- **DOCUMENT**:
One pound of _lean_ beef, cut into small pieces. Put into a glass
canning jar, without a drop of water, cover tightly and set in a pot
of cold water. Heat gradually to a boil and continue this steadily for
three or four hours, until the meat is like white rags and the juice
all drawn out. Season with salt to taste and, when cold, skim.
VEAL OR MUTTON BROTH.
Take a scrag-end of mutton (two pounds), put it in a saucepan with two
quarts of cold water and an ounce of pearl barley or rice. When it is
coming to a boil, skim it well, then add half a teaspoonful of salt;
let it boil until half reduced, then strain it and take off all the
fat and it is ready for use. This is excellent for an invalid. If
vegetables are liked in this broth, take one turnip, one carrot and
one onion, cut them in shreds and boil them in the broth half an hour.
In that case, the barley may be served with the vegetables in broth.
CHICKEN BROTH.
Make the same as mutton or beef broth. Boil the chicken slowly,
putting on just enough water to cover it well, watching it closely
that it does not boil down too much. When the chicken is tender,
season with salt and a very little pepper. The yolk of an egg beaten
light and added, is very nourishing.

- **INFORMATION SHOWN**:
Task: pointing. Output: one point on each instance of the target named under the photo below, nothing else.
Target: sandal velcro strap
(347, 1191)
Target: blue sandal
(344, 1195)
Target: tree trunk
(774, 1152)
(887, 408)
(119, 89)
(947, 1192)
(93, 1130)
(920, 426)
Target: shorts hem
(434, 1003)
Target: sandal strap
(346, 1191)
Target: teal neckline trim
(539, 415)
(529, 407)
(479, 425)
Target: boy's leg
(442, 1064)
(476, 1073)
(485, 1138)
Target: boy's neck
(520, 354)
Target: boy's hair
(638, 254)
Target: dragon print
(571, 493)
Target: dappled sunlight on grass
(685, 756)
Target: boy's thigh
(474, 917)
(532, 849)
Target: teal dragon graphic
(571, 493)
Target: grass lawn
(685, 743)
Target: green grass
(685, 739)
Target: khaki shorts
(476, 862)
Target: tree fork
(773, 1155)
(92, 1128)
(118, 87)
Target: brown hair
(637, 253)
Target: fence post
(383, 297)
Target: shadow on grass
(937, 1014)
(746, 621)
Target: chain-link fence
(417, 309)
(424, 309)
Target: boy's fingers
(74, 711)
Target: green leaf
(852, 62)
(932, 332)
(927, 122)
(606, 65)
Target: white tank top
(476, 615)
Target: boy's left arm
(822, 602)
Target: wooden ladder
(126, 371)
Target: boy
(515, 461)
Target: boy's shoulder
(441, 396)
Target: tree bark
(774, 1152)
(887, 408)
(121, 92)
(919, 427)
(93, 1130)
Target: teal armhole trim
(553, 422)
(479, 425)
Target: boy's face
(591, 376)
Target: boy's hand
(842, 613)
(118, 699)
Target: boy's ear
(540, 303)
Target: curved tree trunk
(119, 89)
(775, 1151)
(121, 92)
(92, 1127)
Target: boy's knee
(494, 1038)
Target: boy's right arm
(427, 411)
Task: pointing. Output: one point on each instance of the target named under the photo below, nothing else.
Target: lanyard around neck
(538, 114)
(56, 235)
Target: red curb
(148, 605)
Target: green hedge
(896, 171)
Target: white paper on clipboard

- **REQUIRED ACTIONS**:
1. From the broth recipes, copy the passage starting at "Make the same" and ending at "is very nourishing.".
2. In the broth recipes, how long are the shredded turnip, carrot and onion boiled in the mutton broth?
The records have nothing to do with what comes next.

- **TASK SOLUTIONS**:
1.
Make the same as mutton or beef broth. Boil the chicken slowly,
putting on just enough water to cover it well, watching it closely
that it does not boil down too much. When the chicken is tender,
season with salt and a very little pepper. The yolk of an egg beaten
light and added, is very nourishing.

2. Half an hour.